• _About this task_:
In the passage below on fitting models, copy out word for word the part from "I was worried" up to and including "Is this correct?".

• _Passage provided_:
_____

I was worried poly could be causing the issues but I fit models excluding one or both of Tideheight and Brightness, and I fit a model with s() instead of poly for these two factors. All of these changes resulted in more pareto k warnings than the original models with poly terms.

The (1|Experiment+Uniquerep) are my random intercepts for experiment and replicate jar. I conducted 10 experiments on each species (20 total) and each experiment consisted of 4 replicate jars per UVR treatment.

Overfitting would make sense given my number of parameters but I am not certain I am counting my parameters correctly. I used the brms function parnames and used the number of parameters it spit out. This includes every random intercept as well as the fixed effects coefficients and scale parameters. Is this correct?

I’m also still confused on the total number of parameters, and how many observations you per each random effect. Anyway you can trust kfold for the predictive performance comparison. However, there can still be something to learn which could make the models even better. One thing you could do is plot ppc diagnostics with histograms instead of kernel density estimates. Given your observations are discrete, it is likely that kernel density estimate can hide something important. Another thing is, what if you remove that (1|Experiment+Uniquerep)? I guess the predictive performance is worse, but I’m interested how bad are ppc plots without it?

_____

• _Raw data_:

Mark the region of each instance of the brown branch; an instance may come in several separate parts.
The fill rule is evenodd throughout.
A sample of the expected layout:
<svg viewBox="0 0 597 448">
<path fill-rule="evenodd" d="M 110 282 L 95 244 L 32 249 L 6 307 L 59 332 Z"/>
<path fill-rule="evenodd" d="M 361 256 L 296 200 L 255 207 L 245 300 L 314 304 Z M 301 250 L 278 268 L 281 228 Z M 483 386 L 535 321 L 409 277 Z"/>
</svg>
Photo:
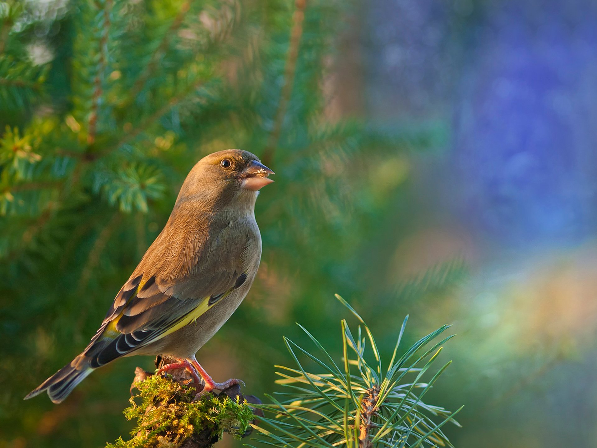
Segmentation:
<svg viewBox="0 0 597 448">
<path fill-rule="evenodd" d="M 373 417 L 377 412 L 377 395 L 379 388 L 374 385 L 367 390 L 367 395 L 361 401 L 361 426 L 359 428 L 359 448 L 371 448 L 369 437 L 373 427 Z"/>
<path fill-rule="evenodd" d="M 170 27 L 168 29 L 168 31 L 164 35 L 164 38 L 160 42 L 159 45 L 158 45 L 158 49 L 152 55 L 149 63 L 145 67 L 145 69 L 137 78 L 137 81 L 135 81 L 135 84 L 133 84 L 128 95 L 130 101 L 134 100 L 137 94 L 143 90 L 143 88 L 145 86 L 145 83 L 149 79 L 149 76 L 151 76 L 152 73 L 155 70 L 159 59 L 168 49 L 172 36 L 174 35 L 177 30 L 182 24 L 184 16 L 189 12 L 189 10 L 190 9 L 190 0 L 187 0 L 187 1 L 183 3 L 182 6 L 180 7 L 180 11 L 174 18 L 174 20 L 173 20 Z"/>
<path fill-rule="evenodd" d="M 168 362 L 170 361 L 174 361 L 174 360 L 162 358 L 161 356 L 158 355 L 155 360 L 156 367 L 159 369 L 165 365 L 165 364 L 168 364 Z M 178 382 L 181 385 L 187 386 L 189 384 L 191 384 L 192 385 L 195 384 L 194 383 L 189 383 L 190 381 L 192 381 L 192 379 L 189 372 L 184 369 L 173 369 L 169 370 L 168 373 L 169 375 L 171 375 L 172 381 Z M 137 385 L 140 382 L 144 381 L 153 375 L 153 373 L 152 372 L 144 370 L 141 367 L 137 367 L 135 369 L 135 376 L 133 380 L 133 383 L 131 385 L 131 388 L 130 389 L 131 395 L 132 395 L 133 394 L 133 389 L 137 388 Z M 199 389 L 199 390 L 201 391 L 201 389 Z M 210 393 L 214 392 L 211 392 Z M 261 400 L 255 395 L 244 395 L 241 392 L 241 386 L 238 384 L 235 384 L 233 386 L 231 386 L 227 389 L 222 391 L 217 396 L 220 399 L 223 399 L 224 397 L 227 397 L 235 401 L 238 400 L 239 403 L 244 403 L 246 400 L 247 403 L 250 405 L 261 404 Z M 256 409 L 253 407 L 251 407 L 251 410 L 253 410 L 253 415 L 256 418 L 256 419 L 253 420 L 253 423 L 256 423 L 257 422 L 257 419 L 258 418 L 264 416 L 263 412 L 262 410 L 260 409 Z M 149 410 L 149 409 L 146 410 L 146 412 L 147 410 Z M 253 428 L 249 428 L 241 437 L 246 437 L 250 435 L 252 431 Z M 210 427 L 207 427 L 204 429 L 195 432 L 188 438 L 184 439 L 180 446 L 180 448 L 208 448 L 208 447 L 212 446 L 220 440 L 220 428 L 214 428 L 213 427 L 210 428 Z"/>
<path fill-rule="evenodd" d="M 99 108 L 100 97 L 101 96 L 101 81 L 104 72 L 106 71 L 106 65 L 107 63 L 106 54 L 108 42 L 108 35 L 110 31 L 110 9 L 112 8 L 112 0 L 106 0 L 104 7 L 103 34 L 100 39 L 100 60 L 98 63 L 97 73 L 94 79 L 95 88 L 91 97 L 91 111 L 89 115 L 88 124 L 87 145 L 91 146 L 96 141 L 96 134 L 97 132 L 97 111 Z"/>
<path fill-rule="evenodd" d="M 0 29 L 0 54 L 4 53 L 6 41 L 8 38 L 8 33 L 10 32 L 10 29 L 13 27 L 13 22 L 8 19 L 2 22 L 2 28 Z"/>
<path fill-rule="evenodd" d="M 278 111 L 274 119 L 273 129 L 269 135 L 267 144 L 263 150 L 263 163 L 266 165 L 270 163 L 273 158 L 282 132 L 282 125 L 284 121 L 284 116 L 288 109 L 288 102 L 290 100 L 290 94 L 293 91 L 293 85 L 294 84 L 294 75 L 296 73 L 297 59 L 298 58 L 298 46 L 300 38 L 303 35 L 303 22 L 304 21 L 304 10 L 307 5 L 307 0 L 296 0 L 294 13 L 293 14 L 293 27 L 290 31 L 290 45 L 288 48 L 288 54 L 286 60 L 286 66 L 284 68 L 284 84 L 280 93 L 280 102 L 278 105 Z"/>
<path fill-rule="evenodd" d="M 97 236 L 97 239 L 96 240 L 93 247 L 89 252 L 87 262 L 85 263 L 85 266 L 83 268 L 83 271 L 81 274 L 81 280 L 79 281 L 78 288 L 79 294 L 82 293 L 85 287 L 87 287 L 87 283 L 89 283 L 89 280 L 91 278 L 91 274 L 93 270 L 99 263 L 101 253 L 104 251 L 106 244 L 107 244 L 108 241 L 110 240 L 110 237 L 112 236 L 112 232 L 116 229 L 116 228 L 120 222 L 121 217 L 120 213 L 118 212 L 115 213 L 114 216 L 112 216 L 112 219 L 105 225 L 104 228 L 101 229 L 100 234 Z M 79 320 L 79 321 L 82 321 L 83 319 Z"/>
<path fill-rule="evenodd" d="M 23 79 L 8 79 L 6 78 L 0 78 L 0 85 L 10 85 L 14 87 L 24 87 L 36 91 L 39 91 L 41 88 L 41 84 L 38 82 L 30 82 Z"/>
<path fill-rule="evenodd" d="M 125 145 L 130 142 L 139 134 L 149 127 L 156 120 L 161 118 L 162 115 L 168 112 L 171 109 L 176 106 L 180 102 L 184 100 L 189 94 L 195 91 L 202 84 L 203 84 L 202 80 L 197 81 L 193 84 L 190 88 L 186 89 L 177 96 L 175 96 L 174 97 L 171 99 L 170 101 L 153 112 L 153 113 L 149 116 L 146 119 L 143 121 L 143 122 L 141 122 L 139 126 L 127 132 L 122 139 L 118 140 L 118 142 L 110 146 L 106 151 L 103 151 L 103 154 L 100 155 L 105 155 L 112 152 L 112 151 L 118 149 L 123 145 Z"/>
</svg>

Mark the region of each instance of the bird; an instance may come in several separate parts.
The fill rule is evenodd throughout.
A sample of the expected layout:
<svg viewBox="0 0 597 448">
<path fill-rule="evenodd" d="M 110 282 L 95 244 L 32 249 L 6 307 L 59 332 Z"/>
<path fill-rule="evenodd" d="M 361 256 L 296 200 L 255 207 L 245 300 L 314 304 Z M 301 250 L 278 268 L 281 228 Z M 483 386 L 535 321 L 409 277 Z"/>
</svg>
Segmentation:
<svg viewBox="0 0 597 448">
<path fill-rule="evenodd" d="M 238 149 L 205 156 L 183 183 L 159 235 L 116 294 L 87 348 L 33 390 L 63 401 L 92 372 L 122 357 L 162 355 L 184 367 L 202 393 L 238 384 L 216 383 L 195 355 L 247 296 L 259 267 L 255 219 L 259 190 L 273 171 Z"/>
</svg>

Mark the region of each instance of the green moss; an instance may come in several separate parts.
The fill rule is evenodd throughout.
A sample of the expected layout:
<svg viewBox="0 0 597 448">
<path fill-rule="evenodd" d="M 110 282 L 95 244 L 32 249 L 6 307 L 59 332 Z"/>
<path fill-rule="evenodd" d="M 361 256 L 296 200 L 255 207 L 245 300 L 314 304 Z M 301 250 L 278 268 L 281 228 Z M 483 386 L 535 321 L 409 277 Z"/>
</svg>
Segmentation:
<svg viewBox="0 0 597 448">
<path fill-rule="evenodd" d="M 215 442 L 226 431 L 239 438 L 254 416 L 246 403 L 207 394 L 195 403 L 194 388 L 154 375 L 137 385 L 138 394 L 125 409 L 136 419 L 133 438 L 122 437 L 106 448 L 176 448 L 190 437 L 208 437 Z"/>
</svg>

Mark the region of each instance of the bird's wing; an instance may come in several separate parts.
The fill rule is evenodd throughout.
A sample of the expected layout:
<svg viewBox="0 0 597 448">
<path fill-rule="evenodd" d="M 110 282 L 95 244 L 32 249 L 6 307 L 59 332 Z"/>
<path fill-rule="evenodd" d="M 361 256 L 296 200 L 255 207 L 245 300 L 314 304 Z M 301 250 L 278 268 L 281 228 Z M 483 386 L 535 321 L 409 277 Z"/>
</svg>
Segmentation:
<svg viewBox="0 0 597 448">
<path fill-rule="evenodd" d="M 131 277 L 85 349 L 91 366 L 103 366 L 187 325 L 240 287 L 246 278 L 245 273 L 237 271 L 199 275 L 188 280 L 196 291 L 189 297 L 177 296 L 155 275 Z M 177 286 L 184 283 L 178 282 Z"/>
</svg>

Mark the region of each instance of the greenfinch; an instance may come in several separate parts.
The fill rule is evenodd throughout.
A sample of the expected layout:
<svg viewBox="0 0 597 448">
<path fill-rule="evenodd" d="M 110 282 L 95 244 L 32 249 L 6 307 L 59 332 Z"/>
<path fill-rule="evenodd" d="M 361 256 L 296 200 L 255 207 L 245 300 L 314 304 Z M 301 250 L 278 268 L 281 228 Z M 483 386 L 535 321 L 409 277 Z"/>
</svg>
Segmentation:
<svg viewBox="0 0 597 448">
<path fill-rule="evenodd" d="M 189 173 L 164 229 L 116 294 L 83 352 L 27 395 L 60 403 L 93 370 L 123 356 L 161 355 L 185 367 L 204 392 L 216 383 L 195 354 L 245 298 L 261 254 L 255 220 L 259 189 L 273 171 L 248 151 L 201 159 Z"/>
</svg>

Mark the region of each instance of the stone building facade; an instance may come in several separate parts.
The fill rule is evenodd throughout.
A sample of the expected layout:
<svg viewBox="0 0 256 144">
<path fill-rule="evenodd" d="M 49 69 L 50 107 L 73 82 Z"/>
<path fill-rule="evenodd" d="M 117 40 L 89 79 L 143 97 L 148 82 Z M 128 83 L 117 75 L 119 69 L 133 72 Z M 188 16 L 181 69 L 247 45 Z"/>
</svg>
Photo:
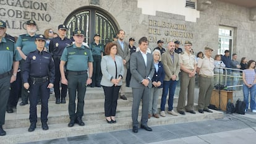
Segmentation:
<svg viewBox="0 0 256 144">
<path fill-rule="evenodd" d="M 195 7 L 186 6 L 187 1 L 194 2 Z M 85 11 L 85 16 L 77 23 L 80 22 L 80 28 L 86 29 L 85 42 L 91 42 L 95 33 L 101 34 L 104 42 L 106 38 L 112 39 L 109 36 L 118 29 L 123 29 L 126 41 L 134 37 L 137 42 L 142 36 L 148 37 L 151 49 L 156 46 L 159 40 L 164 41 L 165 47 L 168 41 L 179 40 L 182 48 L 189 40 L 195 53 L 208 46 L 215 50 L 213 54 L 229 49 L 237 53 L 239 59 L 254 59 L 254 7 L 218 0 L 0 0 L 0 19 L 7 22 L 7 33 L 13 36 L 25 33 L 25 22 L 30 19 L 37 23 L 37 33 L 49 28 L 57 31 L 58 26 L 64 23 L 72 25 L 69 33 L 71 35 L 77 26 L 71 20 Z M 92 17 L 96 15 L 91 14 L 93 12 L 99 12 L 104 22 L 109 20 L 111 27 L 108 28 L 113 32 L 102 33 L 99 25 L 106 23 L 97 23 Z M 112 34 L 106 33 L 108 32 Z"/>
</svg>

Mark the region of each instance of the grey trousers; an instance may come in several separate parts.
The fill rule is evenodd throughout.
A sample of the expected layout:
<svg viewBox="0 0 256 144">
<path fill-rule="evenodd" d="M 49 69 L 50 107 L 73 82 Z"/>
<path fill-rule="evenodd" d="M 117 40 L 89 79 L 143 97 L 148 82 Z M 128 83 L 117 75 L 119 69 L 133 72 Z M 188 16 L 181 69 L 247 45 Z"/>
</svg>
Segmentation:
<svg viewBox="0 0 256 144">
<path fill-rule="evenodd" d="M 195 92 L 195 78 L 189 77 L 189 74 L 183 71 L 181 72 L 181 90 L 179 91 L 178 104 L 177 110 L 178 111 L 193 111 L 194 97 Z M 186 106 L 186 100 L 187 91 L 187 104 Z"/>
<path fill-rule="evenodd" d="M 147 125 L 148 118 L 149 93 L 150 89 L 148 87 L 144 87 L 143 88 L 132 88 L 132 95 L 134 98 L 132 101 L 132 119 L 133 126 L 139 126 L 138 115 L 140 100 L 142 100 L 142 101 L 141 124 L 143 125 Z"/>
<path fill-rule="evenodd" d="M 213 89 L 213 77 L 203 77 L 199 75 L 198 109 L 207 109 L 211 100 Z"/>
</svg>

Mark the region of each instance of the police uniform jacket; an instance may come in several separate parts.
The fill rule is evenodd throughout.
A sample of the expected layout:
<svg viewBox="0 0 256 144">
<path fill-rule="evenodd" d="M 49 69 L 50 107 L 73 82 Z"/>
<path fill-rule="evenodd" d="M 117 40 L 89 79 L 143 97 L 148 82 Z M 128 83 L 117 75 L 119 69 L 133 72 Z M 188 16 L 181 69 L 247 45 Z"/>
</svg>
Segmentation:
<svg viewBox="0 0 256 144">
<path fill-rule="evenodd" d="M 28 82 L 30 77 L 42 78 L 49 77 L 49 83 L 54 83 L 55 67 L 49 52 L 38 49 L 28 54 L 23 66 L 22 78 L 23 83 Z"/>
<path fill-rule="evenodd" d="M 104 52 L 103 45 L 101 43 L 97 44 L 95 41 L 93 41 L 90 44 L 89 46 L 91 49 L 92 55 L 93 56 L 101 56 L 101 53 Z"/>
<path fill-rule="evenodd" d="M 21 50 L 25 55 L 27 56 L 29 53 L 36 49 L 35 43 L 36 34 L 31 36 L 28 34 L 20 35 L 17 40 L 16 46 L 20 47 Z"/>
<path fill-rule="evenodd" d="M 0 75 L 11 71 L 14 61 L 21 59 L 19 53 L 15 49 L 13 40 L 2 38 L 0 41 Z"/>
<path fill-rule="evenodd" d="M 61 56 L 64 48 L 72 44 L 69 38 L 65 37 L 63 40 L 58 36 L 51 40 L 49 44 L 49 52 L 54 56 Z"/>
<path fill-rule="evenodd" d="M 87 70 L 88 62 L 93 62 L 93 58 L 89 48 L 83 45 L 77 48 L 74 44 L 64 49 L 61 61 L 67 62 L 67 70 L 80 72 Z"/>
</svg>

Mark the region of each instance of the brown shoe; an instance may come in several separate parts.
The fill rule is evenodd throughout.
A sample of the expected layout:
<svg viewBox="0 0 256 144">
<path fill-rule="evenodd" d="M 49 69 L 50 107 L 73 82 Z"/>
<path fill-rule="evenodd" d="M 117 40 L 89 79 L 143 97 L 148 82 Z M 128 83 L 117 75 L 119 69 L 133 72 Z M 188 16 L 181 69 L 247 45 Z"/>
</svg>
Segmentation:
<svg viewBox="0 0 256 144">
<path fill-rule="evenodd" d="M 156 119 L 159 118 L 159 115 L 158 114 L 153 114 L 153 116 L 155 117 Z"/>
</svg>

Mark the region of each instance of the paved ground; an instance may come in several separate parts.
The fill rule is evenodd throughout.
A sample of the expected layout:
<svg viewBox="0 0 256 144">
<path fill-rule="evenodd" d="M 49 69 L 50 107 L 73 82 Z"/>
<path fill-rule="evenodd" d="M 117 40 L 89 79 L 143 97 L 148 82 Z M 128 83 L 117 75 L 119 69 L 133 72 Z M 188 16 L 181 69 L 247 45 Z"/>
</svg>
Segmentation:
<svg viewBox="0 0 256 144">
<path fill-rule="evenodd" d="M 224 114 L 216 119 L 152 127 L 152 132 L 131 129 L 45 140 L 31 143 L 255 143 L 256 114 Z M 24 143 L 25 144 L 25 143 Z"/>
</svg>

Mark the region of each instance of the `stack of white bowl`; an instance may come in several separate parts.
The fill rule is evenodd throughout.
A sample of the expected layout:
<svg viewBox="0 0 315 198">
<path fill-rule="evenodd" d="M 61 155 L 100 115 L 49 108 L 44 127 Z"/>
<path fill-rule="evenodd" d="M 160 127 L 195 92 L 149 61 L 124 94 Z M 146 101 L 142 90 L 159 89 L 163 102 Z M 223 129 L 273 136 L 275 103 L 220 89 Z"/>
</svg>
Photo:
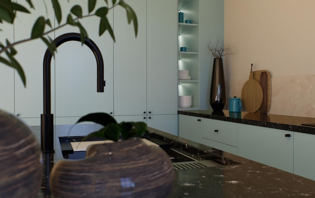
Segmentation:
<svg viewBox="0 0 315 198">
<path fill-rule="evenodd" d="M 180 80 L 190 80 L 189 70 L 179 70 L 178 79 Z"/>
<path fill-rule="evenodd" d="M 190 108 L 191 107 L 191 95 L 179 96 L 178 105 L 180 108 Z"/>
</svg>

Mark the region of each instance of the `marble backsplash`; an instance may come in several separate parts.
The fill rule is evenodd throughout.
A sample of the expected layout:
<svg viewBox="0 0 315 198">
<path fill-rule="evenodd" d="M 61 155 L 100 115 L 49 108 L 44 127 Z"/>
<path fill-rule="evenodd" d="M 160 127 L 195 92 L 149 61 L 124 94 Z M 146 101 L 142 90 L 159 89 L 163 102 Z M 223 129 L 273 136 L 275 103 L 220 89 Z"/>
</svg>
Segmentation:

_____

• _Task solution_:
I was worried poly could be causing the issues but I fit models excluding one or both of Tideheight and Brightness, and I fit a model with s() instead of poly for these two factors. All of these changes resulted in more pareto k warnings than the original models with poly terms.

The (1|Experiment+Uniquerep) are my random intercepts for experiment and replicate jar. I conducted 10 experiments on each species (20 total) and each experiment consisted of 4 replicate jars per UVR treatment.

Overfitting would make sense given my number of parameters but I am not certain I am counting my parameters correctly. I used the brms function parnames and used the number of parameters it spit out. This includes every random intercept as well as the fixed effects coefficients and scale parameters. Is this correct?